== Task set ==
a - According to the recruiting transcript, which integrations go live on September 1st?
b - Rewrite the paragraph of the recruiting transcript that begins "Once a candidate has accepted their request" as a short bulleted list that keeps its main facts.
c - Carry on the recruiting transcript from its last sentence.

== Selected text ==
__________________________________________________

People know the kind of traditional hiring process source talent and you market to the talent. Then you somehow get them to apply to a job. They get into a TS, okay, you go to offer letter and then an inverse starts. Where do you interact with people's, really, their technology stacks, especially their TA or recruiting technology stack, because the application is through you, I'm assuming, the offer letter is through you. But where does that data? Where does that data need to, or what your employer is telling you? That data needs to also reside.

Speaker 3:

Yeah, great question. So we're at the start of the journey. So companies will be using us for employer branding and attraction and then also for direct sourcing. So a typical use case is a company will, or an internal recruiter will, log into a hacker job to do their sourcing of talent. They will send interview requests to candidates that they like to look of.

Speaker 3:

Once a candidate has accepted their request, at that point we upload the candidate to the applicant tracking system, and it is a bi-directional integration. So any time a candidate is then updated in the applicant tracking system, they're also updated in hacker job. And that's really important for all of our machine learning models, because we don't just get the signal that a company wants to interview this candidate, we actually find out did the company hire that candidate, was the candidate unsuccessful or was the can or did the candidate withdraw? Which means our recommendations can get better and better over time. And I'll give you a sneak peek, exclusive William, because I actually wanted to share this on LinkedIn today, but our product team told me I had to wait one more week. We have integrations going live with workday and success factors on September the 1st. Oh, that's fantastic to get the best requests for applicant tracking systems, so we're very excited to get both of those live.

__________________________________________________

== Provided material ==
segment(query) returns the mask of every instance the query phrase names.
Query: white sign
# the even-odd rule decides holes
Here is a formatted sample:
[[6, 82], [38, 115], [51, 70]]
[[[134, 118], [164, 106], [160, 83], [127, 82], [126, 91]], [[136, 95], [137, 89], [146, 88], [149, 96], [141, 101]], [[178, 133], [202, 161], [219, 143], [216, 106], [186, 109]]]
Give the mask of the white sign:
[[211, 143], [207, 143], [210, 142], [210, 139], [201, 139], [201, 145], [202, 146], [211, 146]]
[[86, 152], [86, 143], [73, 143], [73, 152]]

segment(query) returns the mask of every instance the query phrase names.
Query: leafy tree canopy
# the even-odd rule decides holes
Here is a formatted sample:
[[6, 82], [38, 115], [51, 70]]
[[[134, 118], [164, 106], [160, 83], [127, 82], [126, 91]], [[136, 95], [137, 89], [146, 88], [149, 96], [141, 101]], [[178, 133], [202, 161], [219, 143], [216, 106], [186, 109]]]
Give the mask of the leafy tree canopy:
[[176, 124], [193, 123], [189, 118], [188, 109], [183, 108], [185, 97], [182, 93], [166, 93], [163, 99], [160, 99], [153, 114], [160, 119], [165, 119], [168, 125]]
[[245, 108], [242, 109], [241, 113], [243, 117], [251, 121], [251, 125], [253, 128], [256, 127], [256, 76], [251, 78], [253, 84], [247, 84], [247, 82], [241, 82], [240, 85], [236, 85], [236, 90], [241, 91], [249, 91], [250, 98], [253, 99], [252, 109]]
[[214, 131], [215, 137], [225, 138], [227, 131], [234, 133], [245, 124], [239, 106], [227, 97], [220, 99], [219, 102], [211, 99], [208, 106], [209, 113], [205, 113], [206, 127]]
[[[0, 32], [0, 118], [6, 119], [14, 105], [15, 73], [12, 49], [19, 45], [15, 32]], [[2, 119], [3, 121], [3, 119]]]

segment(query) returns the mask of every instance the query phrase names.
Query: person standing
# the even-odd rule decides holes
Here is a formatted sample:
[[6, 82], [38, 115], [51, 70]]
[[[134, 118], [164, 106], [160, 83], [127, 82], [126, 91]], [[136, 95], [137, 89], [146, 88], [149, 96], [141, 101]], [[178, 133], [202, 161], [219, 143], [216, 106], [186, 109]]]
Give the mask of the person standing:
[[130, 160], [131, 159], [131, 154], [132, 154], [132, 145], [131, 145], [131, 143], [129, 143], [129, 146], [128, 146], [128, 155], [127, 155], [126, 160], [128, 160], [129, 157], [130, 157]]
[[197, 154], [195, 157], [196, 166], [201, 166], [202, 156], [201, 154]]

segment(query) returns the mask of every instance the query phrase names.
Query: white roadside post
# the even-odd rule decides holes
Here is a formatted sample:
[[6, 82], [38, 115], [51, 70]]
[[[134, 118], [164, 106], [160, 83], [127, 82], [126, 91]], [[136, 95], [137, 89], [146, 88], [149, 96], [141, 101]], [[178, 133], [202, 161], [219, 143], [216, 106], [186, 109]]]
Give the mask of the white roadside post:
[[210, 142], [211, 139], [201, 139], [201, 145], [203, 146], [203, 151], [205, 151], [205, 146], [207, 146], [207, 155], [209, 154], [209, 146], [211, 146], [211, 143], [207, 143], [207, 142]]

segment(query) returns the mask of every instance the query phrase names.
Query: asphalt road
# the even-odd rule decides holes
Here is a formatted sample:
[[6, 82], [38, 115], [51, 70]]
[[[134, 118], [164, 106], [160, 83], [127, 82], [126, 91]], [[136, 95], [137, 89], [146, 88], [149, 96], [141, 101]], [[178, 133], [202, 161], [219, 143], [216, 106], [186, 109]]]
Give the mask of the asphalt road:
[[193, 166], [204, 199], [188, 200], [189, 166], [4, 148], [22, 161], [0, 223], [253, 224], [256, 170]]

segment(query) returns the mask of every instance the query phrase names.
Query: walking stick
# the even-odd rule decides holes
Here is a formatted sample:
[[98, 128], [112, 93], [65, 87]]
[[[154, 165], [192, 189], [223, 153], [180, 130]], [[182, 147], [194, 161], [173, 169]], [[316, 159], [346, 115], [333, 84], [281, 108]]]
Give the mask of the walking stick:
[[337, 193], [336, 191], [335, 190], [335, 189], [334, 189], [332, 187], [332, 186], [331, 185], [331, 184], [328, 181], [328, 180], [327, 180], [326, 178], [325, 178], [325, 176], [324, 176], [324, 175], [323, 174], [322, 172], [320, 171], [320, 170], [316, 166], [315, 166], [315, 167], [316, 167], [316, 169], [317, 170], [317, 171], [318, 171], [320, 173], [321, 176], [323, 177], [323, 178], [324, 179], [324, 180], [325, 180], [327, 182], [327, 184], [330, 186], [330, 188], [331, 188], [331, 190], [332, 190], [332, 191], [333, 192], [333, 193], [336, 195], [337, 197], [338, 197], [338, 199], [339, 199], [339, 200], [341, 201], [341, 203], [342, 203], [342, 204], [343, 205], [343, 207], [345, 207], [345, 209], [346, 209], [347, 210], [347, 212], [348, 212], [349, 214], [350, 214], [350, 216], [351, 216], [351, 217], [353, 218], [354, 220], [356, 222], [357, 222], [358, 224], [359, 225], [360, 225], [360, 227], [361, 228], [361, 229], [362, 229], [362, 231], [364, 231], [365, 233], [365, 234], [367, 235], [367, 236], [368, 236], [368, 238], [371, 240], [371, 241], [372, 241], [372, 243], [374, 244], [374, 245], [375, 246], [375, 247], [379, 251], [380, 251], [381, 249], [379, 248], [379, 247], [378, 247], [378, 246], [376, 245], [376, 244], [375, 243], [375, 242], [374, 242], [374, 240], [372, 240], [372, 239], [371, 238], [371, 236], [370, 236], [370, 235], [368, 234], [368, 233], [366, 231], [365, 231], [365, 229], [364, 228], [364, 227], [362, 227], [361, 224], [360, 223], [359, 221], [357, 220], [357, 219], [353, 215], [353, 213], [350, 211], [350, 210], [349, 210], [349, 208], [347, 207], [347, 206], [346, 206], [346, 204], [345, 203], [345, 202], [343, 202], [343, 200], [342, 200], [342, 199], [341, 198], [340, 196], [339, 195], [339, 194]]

__________________________________________________

== Replies ==
a - Integrations with workday and success factors go live on September 1st.

b -
- When a candidate accepts a request, the candidate is uploaded to the applicant tracking system.
- The integration is bi-directional, so any update to the candidate in the applicant tracking system also appears in hacker job.
- This matters for the machine learning models, which learn whether the company hired the candidate, the candidate was unsuccessful, or the candidate withdrew.
- As a result, the recommendations improve over time.
- Integrations with workday and success factors go live on September 1st.

c -
Speaker 2:

No, that's fantastic. First of all, congratulations Not easy. Then, of course, you're going to be pulled into Oracle as well, because there's those are the big three, but you got two of them. You'll have two of them knocked out by September, which is really fascinating. The candidates what I love about you flipping the model and the company's trying to attract the candidates in a way that you want them to. Again, I like that, and I like that for technical talent in particular, and I like that you're testing and assessing. And again, not everybody gets accepted, not everybody's on the platform, which, again, I think is good. Is there any cross? I don't know, like I'm thinking about community GitHub or Stack Overflow, how they've created a tech community within that then interacts with each other regardless of jobs and even being hired. They give it to each other, advice, et cetera. Do you either have any of that now or do you see that as part of your future?

Speaker 3:

Yeah, absolutely. There's two elements of the business today where that happens. So one we've effectively created a media company alongside Hackajob called DevLab DevLab, powered by Hackajob, and this is often where our customers will be promoting their technical content. So there's a lot of blogs and podcasts and events and bits and pieces like this, which is amazing for our customers because it's a great employer branding channel for the more soft sell, get somebody really excited about the technology that you're working on inside an organization like CarMax or S&P Global. But then we also do physical, real world events with these people. So two weeks ago we hosted our annual conference where over 1000 engineers got together in person and attended two days of talks and presentations from various industry people, customers, et cetera. So there's a whole media business to the company which facilitates that community on the candidate side.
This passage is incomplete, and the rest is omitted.